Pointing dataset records
##########

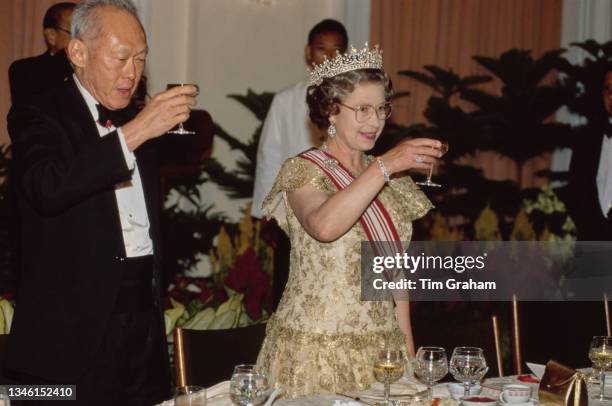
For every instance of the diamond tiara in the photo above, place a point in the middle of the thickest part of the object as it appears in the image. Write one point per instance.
(352, 60)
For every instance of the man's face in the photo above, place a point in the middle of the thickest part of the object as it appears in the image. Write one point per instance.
(607, 92)
(111, 66)
(324, 45)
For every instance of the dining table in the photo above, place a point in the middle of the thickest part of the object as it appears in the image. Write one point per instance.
(407, 390)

##########

_Your objective_
Format every line of the records above as a JSON list of strings, one string per line, with blank lines omitted and the pictures left out.

_Solution for this problem_
[
  "For every instance of the diamond tiara in the photo above, place a point in the middle of the thickest part of the object as it appears in the image. Write one point per instance.",
  "(352, 60)",
  "For every instance of the man's face in the photo above, place a point in the middle of the thickest part of the object as it appears in the image. Write one point per instance.",
  "(607, 92)",
  "(111, 66)",
  "(324, 45)",
  "For every instance of the dining table in the photo above, place a point in the middle of the thickest part of the object as it appears in the image. Write one point per instance.",
  "(407, 390)"
]